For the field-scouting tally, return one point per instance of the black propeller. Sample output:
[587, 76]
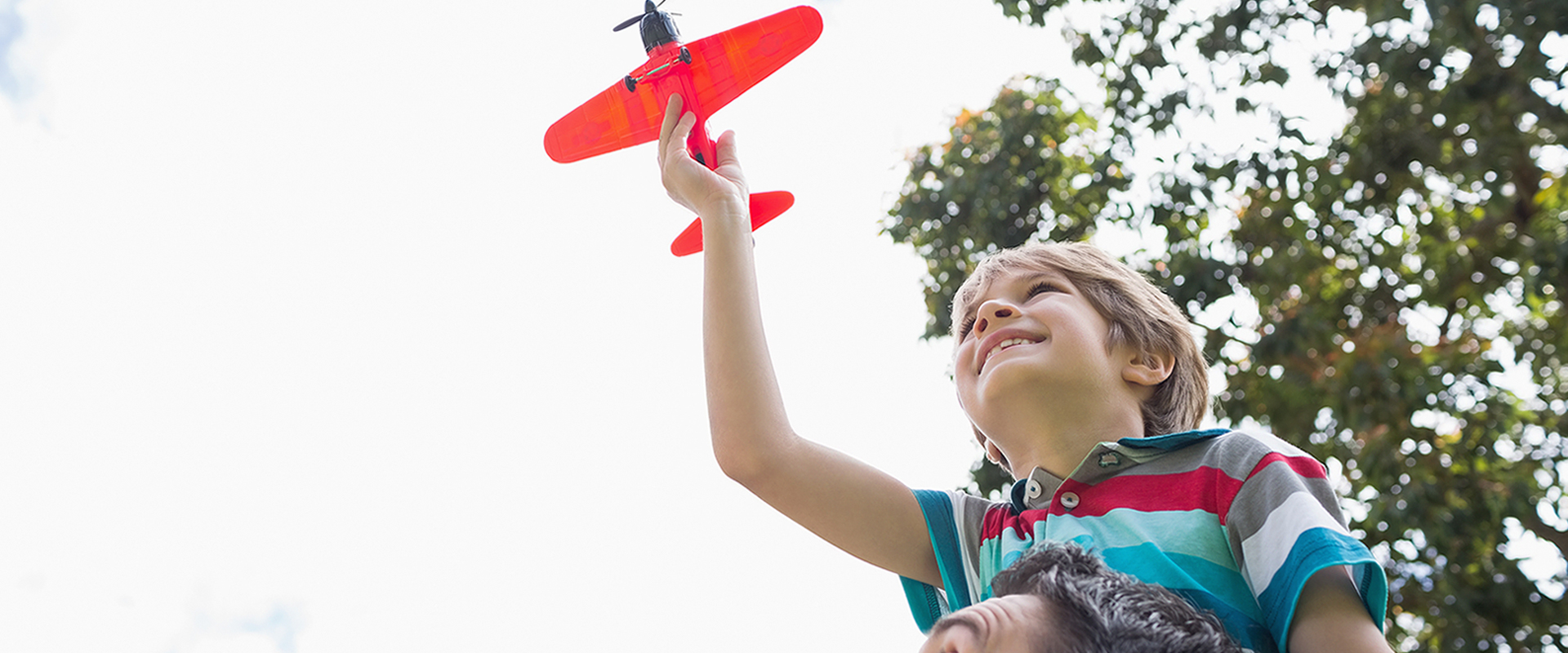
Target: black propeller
[648, 8]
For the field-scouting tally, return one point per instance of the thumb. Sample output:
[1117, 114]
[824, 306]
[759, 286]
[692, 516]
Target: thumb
[726, 149]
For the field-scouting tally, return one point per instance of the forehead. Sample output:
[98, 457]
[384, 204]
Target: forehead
[1002, 276]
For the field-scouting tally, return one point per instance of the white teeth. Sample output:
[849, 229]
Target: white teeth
[1004, 345]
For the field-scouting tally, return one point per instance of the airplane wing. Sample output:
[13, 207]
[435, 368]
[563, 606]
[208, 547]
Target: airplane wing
[724, 66]
[728, 63]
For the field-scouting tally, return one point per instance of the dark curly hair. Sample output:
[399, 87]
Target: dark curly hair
[1097, 610]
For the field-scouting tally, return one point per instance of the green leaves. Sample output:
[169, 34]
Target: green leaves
[1018, 170]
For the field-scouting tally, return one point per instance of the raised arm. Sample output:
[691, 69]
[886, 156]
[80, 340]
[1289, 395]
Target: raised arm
[843, 500]
[1332, 619]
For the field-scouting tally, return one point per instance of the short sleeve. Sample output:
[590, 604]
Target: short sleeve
[1283, 526]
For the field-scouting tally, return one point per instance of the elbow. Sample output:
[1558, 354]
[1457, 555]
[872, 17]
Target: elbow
[751, 464]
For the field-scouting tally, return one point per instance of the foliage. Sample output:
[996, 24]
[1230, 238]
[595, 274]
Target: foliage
[1387, 295]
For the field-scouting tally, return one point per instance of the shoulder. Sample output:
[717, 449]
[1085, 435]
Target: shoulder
[1244, 455]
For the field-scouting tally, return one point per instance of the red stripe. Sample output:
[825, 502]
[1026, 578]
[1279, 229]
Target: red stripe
[1203, 489]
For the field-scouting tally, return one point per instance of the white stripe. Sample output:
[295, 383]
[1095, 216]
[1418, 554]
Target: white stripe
[1280, 445]
[966, 547]
[1269, 549]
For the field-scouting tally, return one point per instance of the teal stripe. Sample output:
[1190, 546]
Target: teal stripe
[1314, 550]
[1189, 533]
[1245, 630]
[1176, 572]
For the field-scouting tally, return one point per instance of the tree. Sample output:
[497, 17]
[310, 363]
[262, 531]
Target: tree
[1385, 293]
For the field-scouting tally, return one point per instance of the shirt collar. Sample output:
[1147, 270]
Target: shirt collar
[1109, 458]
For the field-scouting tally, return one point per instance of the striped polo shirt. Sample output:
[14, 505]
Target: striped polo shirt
[1233, 522]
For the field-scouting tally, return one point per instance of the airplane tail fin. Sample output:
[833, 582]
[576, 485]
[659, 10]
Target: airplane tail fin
[764, 207]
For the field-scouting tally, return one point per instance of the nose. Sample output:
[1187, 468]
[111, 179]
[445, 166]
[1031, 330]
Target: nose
[991, 310]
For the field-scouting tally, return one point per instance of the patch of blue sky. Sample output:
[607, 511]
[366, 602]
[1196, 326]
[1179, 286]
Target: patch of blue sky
[10, 33]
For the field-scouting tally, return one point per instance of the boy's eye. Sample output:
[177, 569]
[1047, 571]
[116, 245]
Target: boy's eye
[1043, 287]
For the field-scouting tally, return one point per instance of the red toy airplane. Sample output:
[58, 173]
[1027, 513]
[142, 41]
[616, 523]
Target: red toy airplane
[707, 74]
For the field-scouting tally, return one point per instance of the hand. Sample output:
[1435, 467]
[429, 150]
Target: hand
[710, 193]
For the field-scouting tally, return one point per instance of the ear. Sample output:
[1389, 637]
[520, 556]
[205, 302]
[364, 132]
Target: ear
[1148, 368]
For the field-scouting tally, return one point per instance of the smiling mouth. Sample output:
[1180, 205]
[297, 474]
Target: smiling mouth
[1005, 345]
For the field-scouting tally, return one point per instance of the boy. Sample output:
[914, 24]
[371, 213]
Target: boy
[1062, 598]
[1063, 390]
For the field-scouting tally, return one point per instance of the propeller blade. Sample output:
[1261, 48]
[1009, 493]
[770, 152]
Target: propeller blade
[629, 22]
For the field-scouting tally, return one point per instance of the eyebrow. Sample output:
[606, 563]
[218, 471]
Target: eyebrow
[1048, 276]
[956, 620]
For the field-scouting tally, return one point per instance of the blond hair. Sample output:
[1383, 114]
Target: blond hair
[1140, 317]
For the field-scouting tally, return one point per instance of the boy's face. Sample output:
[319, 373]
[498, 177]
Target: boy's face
[1034, 344]
[998, 625]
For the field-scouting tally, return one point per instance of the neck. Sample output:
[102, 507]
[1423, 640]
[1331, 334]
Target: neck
[1058, 441]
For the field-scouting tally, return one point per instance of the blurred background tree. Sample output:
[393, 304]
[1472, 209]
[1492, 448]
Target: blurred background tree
[1363, 202]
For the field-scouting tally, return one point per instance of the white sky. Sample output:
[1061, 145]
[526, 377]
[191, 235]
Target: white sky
[308, 346]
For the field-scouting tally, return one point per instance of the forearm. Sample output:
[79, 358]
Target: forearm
[1332, 619]
[744, 404]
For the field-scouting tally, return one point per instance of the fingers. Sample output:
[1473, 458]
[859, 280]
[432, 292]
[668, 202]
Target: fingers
[675, 149]
[726, 149]
[668, 126]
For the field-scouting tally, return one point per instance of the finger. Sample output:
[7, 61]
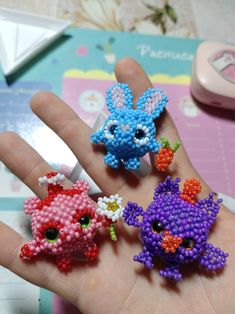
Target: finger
[130, 72]
[41, 272]
[24, 161]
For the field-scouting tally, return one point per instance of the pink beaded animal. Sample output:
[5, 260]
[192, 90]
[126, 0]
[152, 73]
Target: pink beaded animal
[64, 223]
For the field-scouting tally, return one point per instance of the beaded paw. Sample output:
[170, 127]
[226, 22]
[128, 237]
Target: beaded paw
[64, 222]
[128, 134]
[175, 226]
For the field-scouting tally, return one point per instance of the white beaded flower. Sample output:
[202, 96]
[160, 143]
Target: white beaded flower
[111, 207]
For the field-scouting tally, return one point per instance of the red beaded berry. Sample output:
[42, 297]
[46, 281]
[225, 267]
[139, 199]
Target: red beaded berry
[165, 154]
[63, 223]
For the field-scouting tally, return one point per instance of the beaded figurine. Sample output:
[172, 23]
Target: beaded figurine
[65, 222]
[128, 134]
[175, 226]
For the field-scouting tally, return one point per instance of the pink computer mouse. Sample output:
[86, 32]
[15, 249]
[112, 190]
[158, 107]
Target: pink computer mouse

+ + + + +

Exercise brief — Reproduce the listing exactly, minus its pictures.

Answer —
For the field-scouting tally, return one point per instance of the black propeller. Sample output:
[587, 76]
Target: black propeller
[648, 8]
For the field-scouting tally, return one point per instance of the thumb. Sample output:
[1117, 114]
[824, 306]
[759, 286]
[692, 516]
Target: thumb
[726, 149]
For the field-scouting tally, return one point per instance of the forehead. Sample output:
[98, 457]
[384, 204]
Target: forehead
[1002, 276]
For the field-scouting tally, return one point per instance of the white teeth. Sample output:
[849, 229]
Target: white teeth
[1004, 345]
For the field-scouting tally, return one point per instance of the airplane wing. Sample output:
[13, 207]
[435, 368]
[563, 606]
[208, 547]
Target: airplane wing
[724, 66]
[728, 63]
For the field-scouting tally, return one point per instance of the dark curly hair. Sample output:
[399, 87]
Target: dark curly hair
[1097, 610]
For the field-scouting tally, return one point per instance of the green leaves. Sample output:
[169, 34]
Target: green leaves
[1018, 170]
For the field-scouting tally, return one point per instance of the raised arm. Sample output:
[691, 69]
[886, 156]
[80, 340]
[1289, 395]
Target: raised arm
[843, 500]
[1332, 619]
For the field-scouting tally, return one point per instance of the short sleeve. Sample output:
[590, 604]
Target: short sleeve
[1283, 526]
For the field-scouting tally, return one point per instance of the elbow. Sample output:
[1558, 354]
[1457, 555]
[872, 17]
Target: elbow
[751, 464]
For the field-scouting tally, return one point per instance of the foliage. Sample output:
[996, 24]
[1230, 238]
[595, 274]
Target: foliage
[1387, 295]
For the field-scouting tally, return one point per instance of the shoulder. Sample output:
[717, 449]
[1085, 435]
Target: shoulder
[1244, 455]
For the field-scouting tally, return one point per instance of the red stripe. Sample output:
[825, 502]
[1026, 578]
[1279, 229]
Target: red stripe
[1203, 489]
For the field-scouting tally, return one point per instance of the white stripe. Sample output:
[295, 383]
[1095, 216]
[1418, 554]
Target: white stripe
[1280, 445]
[966, 547]
[1269, 549]
For the field-scouting tally, return one point per instance of the teal stripe. Sample output:
[1190, 546]
Target: teal stripe
[1314, 550]
[1189, 533]
[1245, 630]
[1176, 572]
For the field-scouting tally, return one point per instance of the tree. Sample output:
[497, 17]
[310, 363]
[262, 531]
Target: tree
[1385, 293]
For the field-scouting tally, return one point per instance of the shirt collar. Sample output:
[1147, 270]
Target: shirt collar
[1109, 458]
For the field-scouting tally, return one point per instance of the striped polo shirt. Sample output:
[14, 505]
Target: striped polo shirt
[1233, 522]
For the field-scouting tally, return one point per instance of the airplane tail fin. Sample output:
[833, 582]
[576, 485]
[659, 10]
Target: airplane tail fin
[764, 207]
For the field-scouting tally, return one point per instance of the nose. Sample output:
[1187, 468]
[111, 179]
[445, 166]
[1031, 330]
Target: nose
[991, 310]
For the field-scouting tally, return one point per instance of the patch of blue sky. Sample output:
[607, 511]
[366, 602]
[1196, 326]
[1179, 286]
Target: patch of blue sky
[10, 33]
For the field-scouting tally, return one point per instance of the boy's eye. Sample output:
[177, 569]
[1047, 571]
[116, 245]
Target: boy's eye
[1043, 287]
For the field-scouting tally, return one point per instance of the red toy airplane. Sample output:
[58, 173]
[1027, 513]
[142, 41]
[616, 523]
Target: red toy airplane
[707, 74]
For the field-scouting tally, return one point per instance of the hand. Sample output:
[1435, 467]
[429, 150]
Target: hand
[710, 193]
For the field-scouting tally, return one point per instance of the ear. Sample output:
[1389, 637]
[520, 556]
[205, 302]
[364, 132]
Target: ear
[1148, 368]
For the field-scouting tally, return one point per instance of the smiling mouth. Sample output:
[1180, 205]
[297, 474]
Target: smiling mouth
[1005, 345]
For the field-scouting tally, return one point per instance of the boy. Sample output:
[914, 24]
[371, 213]
Target: boy
[1062, 598]
[1063, 390]
For the field-scouting tally, return one point per instance of the propeller blade. Sample output:
[1261, 48]
[1009, 493]
[770, 152]
Target: propeller blade
[629, 22]
For the field-scouting tally, return one point per instance of the eyebrow. Sample output:
[606, 563]
[218, 471]
Target: eyebrow
[1048, 276]
[956, 620]
For the field-scouting tally, return one point per instance of the blond hair. Sample output:
[1383, 114]
Target: blond hair
[1140, 317]
For the field-scouting tally, return one point per instance of the boy's face. Sample output:
[319, 373]
[498, 177]
Target: boy's face
[1034, 344]
[998, 625]
For the field-scouting tally, return one point per instance of the neck. Sample output:
[102, 507]
[1423, 640]
[1331, 334]
Target: neck
[1058, 441]
For the field-scouting tally, return one point per instance of the blurred background tree. Sample output:
[393, 304]
[1472, 209]
[1492, 448]
Target: blurred background tree
[1363, 202]
For the field-scouting tally, return one point per instance of the white sky. Sample output:
[1061, 145]
[526, 377]
[191, 235]
Target: white sky
[308, 346]
For the field-scouting tally, return one point per instance of the forearm. Sample output:
[79, 358]
Target: forearm
[1332, 619]
[744, 404]
For the field-scouting tally, return one point per instance of the fingers. Sample output:
[1473, 458]
[859, 280]
[432, 292]
[668, 202]
Target: fingers
[675, 149]
[726, 149]
[668, 126]
For the field-scouting tally, return one point per instance of the finger. Sample output:
[7, 61]
Target: finger
[130, 72]
[41, 272]
[24, 161]
For the field-scouting tally, return one point per instance of the pink beaded animal. Sample output:
[5, 260]
[192, 90]
[126, 0]
[152, 73]
Target: pink beaded animal
[64, 223]
For the field-scouting tally, return one point per instance of the beaded paw. Sample output:
[170, 127]
[226, 22]
[128, 237]
Target: beaded paw
[64, 222]
[128, 134]
[175, 226]
For the field-scouting tally, return one point per instance of the white beaded flower. Sample output:
[202, 96]
[160, 143]
Target: white beaded flower
[111, 207]
For the field-scouting tally, return one point per instance of the red beaded berry. Sample output:
[42, 297]
[46, 281]
[225, 267]
[139, 199]
Target: red beaded berry
[165, 154]
[63, 223]
For the field-scouting tally, return one point per instance of the beaded figurine. Sample output:
[172, 23]
Target: beaded figurine
[65, 222]
[128, 134]
[175, 226]
For the field-scouting tally, return one point per instance of the pink computer mouse. Sample output:
[86, 32]
[15, 249]
[112, 190]
[158, 107]
Target: pink computer mouse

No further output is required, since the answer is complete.